> _Task brief_: List every line in the material below that contains the string "curving", matching case exactly.

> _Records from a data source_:
-- Begin --

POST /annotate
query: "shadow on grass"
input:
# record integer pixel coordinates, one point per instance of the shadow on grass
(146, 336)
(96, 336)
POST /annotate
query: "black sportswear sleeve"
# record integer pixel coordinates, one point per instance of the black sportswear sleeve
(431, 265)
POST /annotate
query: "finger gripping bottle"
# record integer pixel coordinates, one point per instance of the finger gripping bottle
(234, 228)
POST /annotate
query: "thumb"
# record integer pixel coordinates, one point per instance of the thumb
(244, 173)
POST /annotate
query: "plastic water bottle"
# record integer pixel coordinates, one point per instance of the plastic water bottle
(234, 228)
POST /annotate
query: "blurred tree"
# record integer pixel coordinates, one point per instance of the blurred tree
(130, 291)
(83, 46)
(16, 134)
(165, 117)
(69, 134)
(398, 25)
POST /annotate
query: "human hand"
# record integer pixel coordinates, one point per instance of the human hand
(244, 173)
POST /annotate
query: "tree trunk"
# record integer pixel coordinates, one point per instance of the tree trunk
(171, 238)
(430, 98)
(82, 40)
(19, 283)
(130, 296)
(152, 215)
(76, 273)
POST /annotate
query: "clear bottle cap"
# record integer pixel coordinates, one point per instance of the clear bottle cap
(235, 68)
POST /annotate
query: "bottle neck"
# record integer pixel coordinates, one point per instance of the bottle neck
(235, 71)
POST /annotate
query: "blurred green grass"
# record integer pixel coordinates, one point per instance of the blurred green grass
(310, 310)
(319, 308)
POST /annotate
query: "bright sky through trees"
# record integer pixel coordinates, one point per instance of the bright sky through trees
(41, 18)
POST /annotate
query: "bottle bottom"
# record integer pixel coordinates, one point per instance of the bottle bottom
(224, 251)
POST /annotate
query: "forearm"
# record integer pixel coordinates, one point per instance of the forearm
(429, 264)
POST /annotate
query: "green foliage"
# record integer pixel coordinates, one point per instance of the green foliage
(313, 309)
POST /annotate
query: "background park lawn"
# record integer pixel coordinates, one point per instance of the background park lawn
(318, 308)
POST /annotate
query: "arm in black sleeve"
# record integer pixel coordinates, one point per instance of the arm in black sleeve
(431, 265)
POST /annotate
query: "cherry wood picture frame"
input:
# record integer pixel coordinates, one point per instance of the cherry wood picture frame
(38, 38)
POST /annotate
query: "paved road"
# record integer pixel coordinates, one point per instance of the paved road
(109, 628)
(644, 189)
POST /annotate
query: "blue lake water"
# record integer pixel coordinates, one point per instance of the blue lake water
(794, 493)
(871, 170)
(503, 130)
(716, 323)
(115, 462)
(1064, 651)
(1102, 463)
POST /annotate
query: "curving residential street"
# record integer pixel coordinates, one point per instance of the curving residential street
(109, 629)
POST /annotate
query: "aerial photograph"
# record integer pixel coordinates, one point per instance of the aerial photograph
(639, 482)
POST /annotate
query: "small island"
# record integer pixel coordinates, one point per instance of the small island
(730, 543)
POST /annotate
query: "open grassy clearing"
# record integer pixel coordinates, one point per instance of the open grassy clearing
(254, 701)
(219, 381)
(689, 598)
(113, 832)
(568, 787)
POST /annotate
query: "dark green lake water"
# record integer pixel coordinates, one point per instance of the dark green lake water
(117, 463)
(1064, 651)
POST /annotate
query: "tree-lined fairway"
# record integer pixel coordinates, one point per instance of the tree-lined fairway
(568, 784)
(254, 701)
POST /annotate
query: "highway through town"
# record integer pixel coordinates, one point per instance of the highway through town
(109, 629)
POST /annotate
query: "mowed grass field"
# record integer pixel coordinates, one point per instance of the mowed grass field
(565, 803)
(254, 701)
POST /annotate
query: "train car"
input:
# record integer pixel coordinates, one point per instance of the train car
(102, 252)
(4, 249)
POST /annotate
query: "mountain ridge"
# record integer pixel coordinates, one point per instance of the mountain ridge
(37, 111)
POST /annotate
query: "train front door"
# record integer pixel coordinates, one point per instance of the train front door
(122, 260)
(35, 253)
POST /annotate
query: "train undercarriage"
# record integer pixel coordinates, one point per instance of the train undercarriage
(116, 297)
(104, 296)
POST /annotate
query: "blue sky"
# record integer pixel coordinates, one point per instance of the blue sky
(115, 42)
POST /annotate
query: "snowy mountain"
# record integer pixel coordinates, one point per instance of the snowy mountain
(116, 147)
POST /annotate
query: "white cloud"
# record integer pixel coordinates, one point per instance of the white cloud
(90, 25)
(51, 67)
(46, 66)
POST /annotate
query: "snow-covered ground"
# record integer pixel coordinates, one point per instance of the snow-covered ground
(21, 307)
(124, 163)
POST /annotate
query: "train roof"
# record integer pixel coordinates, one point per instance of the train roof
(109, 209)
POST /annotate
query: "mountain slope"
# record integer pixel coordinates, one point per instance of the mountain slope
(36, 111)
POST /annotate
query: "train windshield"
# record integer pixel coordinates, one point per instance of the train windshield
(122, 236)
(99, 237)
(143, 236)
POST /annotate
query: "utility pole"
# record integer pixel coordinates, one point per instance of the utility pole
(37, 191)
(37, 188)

-- End --
-- Begin --

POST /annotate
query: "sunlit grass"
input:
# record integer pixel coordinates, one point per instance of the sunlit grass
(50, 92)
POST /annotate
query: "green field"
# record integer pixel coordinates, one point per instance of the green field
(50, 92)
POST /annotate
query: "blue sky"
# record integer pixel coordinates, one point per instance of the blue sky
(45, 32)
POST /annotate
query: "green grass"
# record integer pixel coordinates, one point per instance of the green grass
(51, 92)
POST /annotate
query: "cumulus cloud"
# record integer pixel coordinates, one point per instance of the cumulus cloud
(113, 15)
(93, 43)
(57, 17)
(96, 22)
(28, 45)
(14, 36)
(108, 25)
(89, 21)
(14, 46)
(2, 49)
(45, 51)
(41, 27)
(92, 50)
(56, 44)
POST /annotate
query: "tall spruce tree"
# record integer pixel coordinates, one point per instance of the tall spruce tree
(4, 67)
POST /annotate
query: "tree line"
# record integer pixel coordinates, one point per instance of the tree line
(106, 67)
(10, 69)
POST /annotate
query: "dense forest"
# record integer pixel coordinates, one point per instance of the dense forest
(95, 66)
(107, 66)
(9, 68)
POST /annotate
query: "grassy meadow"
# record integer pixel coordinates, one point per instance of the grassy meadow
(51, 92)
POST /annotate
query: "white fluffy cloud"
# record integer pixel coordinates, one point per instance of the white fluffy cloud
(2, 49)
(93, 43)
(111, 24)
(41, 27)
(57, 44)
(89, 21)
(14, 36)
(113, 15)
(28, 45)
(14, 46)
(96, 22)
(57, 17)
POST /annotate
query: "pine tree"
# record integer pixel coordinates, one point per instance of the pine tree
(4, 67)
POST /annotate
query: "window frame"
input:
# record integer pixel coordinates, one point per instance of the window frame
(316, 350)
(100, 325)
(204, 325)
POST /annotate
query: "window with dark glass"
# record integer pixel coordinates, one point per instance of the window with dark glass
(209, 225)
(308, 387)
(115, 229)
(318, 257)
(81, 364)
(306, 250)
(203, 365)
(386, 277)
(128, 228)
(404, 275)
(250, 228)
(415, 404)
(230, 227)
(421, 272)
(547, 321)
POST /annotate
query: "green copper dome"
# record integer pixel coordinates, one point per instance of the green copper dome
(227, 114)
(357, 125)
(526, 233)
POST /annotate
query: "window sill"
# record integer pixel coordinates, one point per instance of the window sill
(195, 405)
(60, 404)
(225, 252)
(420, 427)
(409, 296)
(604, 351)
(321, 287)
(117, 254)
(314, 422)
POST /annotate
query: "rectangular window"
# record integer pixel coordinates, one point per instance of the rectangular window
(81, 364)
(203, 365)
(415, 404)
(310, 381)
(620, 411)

-- End --

> _Exercise solution_:
query: "curving residential street"
# record integer pixel coordinates, one point per instance of the curving residential street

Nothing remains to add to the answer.